● **Task requirements**
Take the listing that follows and copy it precisely.

(Data provided Opens)

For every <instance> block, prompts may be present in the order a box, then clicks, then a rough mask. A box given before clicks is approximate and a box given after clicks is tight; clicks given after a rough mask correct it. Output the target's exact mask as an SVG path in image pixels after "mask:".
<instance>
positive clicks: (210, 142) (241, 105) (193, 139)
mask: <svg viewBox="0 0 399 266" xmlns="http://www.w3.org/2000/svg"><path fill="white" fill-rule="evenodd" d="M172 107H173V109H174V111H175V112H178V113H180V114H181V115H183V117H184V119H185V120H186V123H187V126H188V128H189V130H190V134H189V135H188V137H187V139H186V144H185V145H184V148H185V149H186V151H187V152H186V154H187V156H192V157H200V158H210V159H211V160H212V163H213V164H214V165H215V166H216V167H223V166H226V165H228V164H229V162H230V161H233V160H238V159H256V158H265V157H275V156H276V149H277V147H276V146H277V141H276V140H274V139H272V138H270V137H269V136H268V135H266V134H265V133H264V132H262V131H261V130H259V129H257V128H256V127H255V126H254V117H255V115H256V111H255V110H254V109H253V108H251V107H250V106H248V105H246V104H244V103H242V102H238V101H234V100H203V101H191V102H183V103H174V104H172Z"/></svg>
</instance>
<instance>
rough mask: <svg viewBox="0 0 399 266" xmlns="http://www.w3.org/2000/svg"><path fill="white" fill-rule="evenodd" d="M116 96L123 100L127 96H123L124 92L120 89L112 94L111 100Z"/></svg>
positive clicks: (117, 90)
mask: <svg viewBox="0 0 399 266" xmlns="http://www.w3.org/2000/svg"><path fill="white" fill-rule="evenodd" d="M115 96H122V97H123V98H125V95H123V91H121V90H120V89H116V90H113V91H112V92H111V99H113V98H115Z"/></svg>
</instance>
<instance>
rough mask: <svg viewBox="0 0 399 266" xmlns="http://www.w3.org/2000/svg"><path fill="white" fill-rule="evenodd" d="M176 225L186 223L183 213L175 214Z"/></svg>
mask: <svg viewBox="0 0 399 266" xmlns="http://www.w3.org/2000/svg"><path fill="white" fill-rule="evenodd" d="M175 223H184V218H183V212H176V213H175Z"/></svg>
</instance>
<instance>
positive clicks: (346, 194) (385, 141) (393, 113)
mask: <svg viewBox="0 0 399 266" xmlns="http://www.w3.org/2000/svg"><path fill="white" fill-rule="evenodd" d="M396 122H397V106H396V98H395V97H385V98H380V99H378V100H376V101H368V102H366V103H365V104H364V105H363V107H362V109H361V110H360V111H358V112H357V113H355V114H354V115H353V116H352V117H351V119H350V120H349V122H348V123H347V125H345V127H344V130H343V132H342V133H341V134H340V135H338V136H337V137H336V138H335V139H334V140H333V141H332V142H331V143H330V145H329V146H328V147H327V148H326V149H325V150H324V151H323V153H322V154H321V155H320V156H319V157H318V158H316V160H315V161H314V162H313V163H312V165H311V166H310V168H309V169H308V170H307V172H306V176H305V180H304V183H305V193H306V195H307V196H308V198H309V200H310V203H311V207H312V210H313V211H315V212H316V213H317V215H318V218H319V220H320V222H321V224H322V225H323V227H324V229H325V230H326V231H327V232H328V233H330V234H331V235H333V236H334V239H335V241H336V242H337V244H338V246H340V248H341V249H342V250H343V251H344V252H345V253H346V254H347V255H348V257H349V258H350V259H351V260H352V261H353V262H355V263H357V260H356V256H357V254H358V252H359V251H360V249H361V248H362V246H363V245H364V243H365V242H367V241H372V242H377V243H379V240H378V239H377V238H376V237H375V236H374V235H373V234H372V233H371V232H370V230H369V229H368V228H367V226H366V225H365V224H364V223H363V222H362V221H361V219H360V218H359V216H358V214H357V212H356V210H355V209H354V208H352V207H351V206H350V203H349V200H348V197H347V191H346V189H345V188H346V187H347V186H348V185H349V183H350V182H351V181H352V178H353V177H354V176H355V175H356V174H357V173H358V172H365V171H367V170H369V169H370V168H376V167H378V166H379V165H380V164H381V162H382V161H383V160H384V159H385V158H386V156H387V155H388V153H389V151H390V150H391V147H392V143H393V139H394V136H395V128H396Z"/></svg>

(Data provided Closes)

● **Response for this exercise**
For every <instance> block, prompts may be present in the order a box, then clicks, then a rough mask. A box given before clicks is approximate and a box given after clicks is tight; clicks given after a rough mask correct it. Output the target's exact mask as an SVG path in image pixels after "mask:".
<instance>
positive clicks: (210, 142) (241, 105) (193, 139)
mask: <svg viewBox="0 0 399 266" xmlns="http://www.w3.org/2000/svg"><path fill="white" fill-rule="evenodd" d="M172 107H173V109H174V111H175V112H178V113H180V114H181V115H183V117H184V119H185V120H186V123H187V126H188V128H189V130H190V134H189V135H188V137H187V139H186V144H185V145H184V148H185V149H186V151H187V152H186V154H187V156H192V157H200V158H210V159H211V160H212V163H213V164H214V165H215V166H216V167H223V166H226V165H228V164H229V162H230V161H233V160H238V159H256V158H265V157H275V156H276V149H277V147H276V146H277V141H276V140H274V139H272V138H270V137H269V136H268V135H266V134H265V133H264V132H262V131H261V130H259V129H257V128H256V127H255V126H254V117H255V115H256V111H255V110H254V109H253V108H251V107H250V106H248V105H246V104H244V103H242V102H238V101H234V100H203V101H191V102H183V103H174V104H172Z"/></svg>
</instance>
<instance>
rough mask: <svg viewBox="0 0 399 266" xmlns="http://www.w3.org/2000/svg"><path fill="white" fill-rule="evenodd" d="M116 96L123 100L127 96H123L124 92L120 89L112 94L111 100Z"/></svg>
positive clicks: (117, 90)
mask: <svg viewBox="0 0 399 266" xmlns="http://www.w3.org/2000/svg"><path fill="white" fill-rule="evenodd" d="M115 96H122V97H123V98H125V95H123V91H121V90H120V89H116V90H113V91H112V92H111V99H113V98H115Z"/></svg>
</instance>
<instance>
rough mask: <svg viewBox="0 0 399 266" xmlns="http://www.w3.org/2000/svg"><path fill="white" fill-rule="evenodd" d="M176 225L186 223L183 213L175 214Z"/></svg>
mask: <svg viewBox="0 0 399 266" xmlns="http://www.w3.org/2000/svg"><path fill="white" fill-rule="evenodd" d="M175 223H184V218H183V212H176V213H175Z"/></svg>
</instance>
<instance>
positive clicks: (346, 194) (385, 141) (393, 113)
mask: <svg viewBox="0 0 399 266" xmlns="http://www.w3.org/2000/svg"><path fill="white" fill-rule="evenodd" d="M396 122H397V106H396V98H395V97H385V98H380V99H378V100H376V101H368V102H366V103H365V104H364V105H363V107H362V109H361V110H360V111H358V112H357V113H355V114H354V115H353V116H352V117H351V119H350V120H349V122H348V123H347V125H345V127H344V130H343V132H342V133H341V134H340V135H338V136H337V137H336V138H335V139H334V140H333V141H332V142H331V143H330V145H329V146H328V147H327V148H326V149H325V150H324V151H323V153H322V154H321V155H320V156H319V157H318V158H316V160H315V161H314V162H313V163H312V165H311V166H310V168H309V169H308V170H307V172H306V176H305V180H304V183H305V193H306V195H307V196H308V198H309V200H310V203H311V207H312V210H313V211H315V212H316V213H317V215H318V218H319V220H320V222H321V224H322V225H323V227H324V229H325V230H326V231H327V232H328V233H330V234H331V235H333V236H334V239H335V241H336V242H337V244H338V246H340V248H341V249H342V250H343V251H344V252H345V253H346V254H347V255H348V257H349V258H350V259H351V260H352V261H353V262H355V263H357V260H356V256H357V254H358V252H359V251H360V249H361V248H362V246H363V245H364V243H365V242H367V241H372V242H377V243H379V240H378V239H377V238H376V237H375V236H374V235H373V234H372V233H371V232H370V230H369V229H368V228H367V226H366V225H365V224H364V223H363V222H362V221H361V219H360V218H359V216H358V214H357V212H356V210H355V209H354V208H352V207H351V206H350V203H349V200H348V197H347V191H346V189H345V188H346V187H347V186H348V185H349V183H350V182H351V181H352V178H353V177H354V176H355V175H356V174H357V173H358V172H365V171H367V170H369V169H370V168H376V167H378V166H379V165H380V164H381V162H382V161H383V160H384V159H385V158H386V156H387V155H388V153H389V151H390V150H391V147H392V143H393V139H394V136H395V128H396Z"/></svg>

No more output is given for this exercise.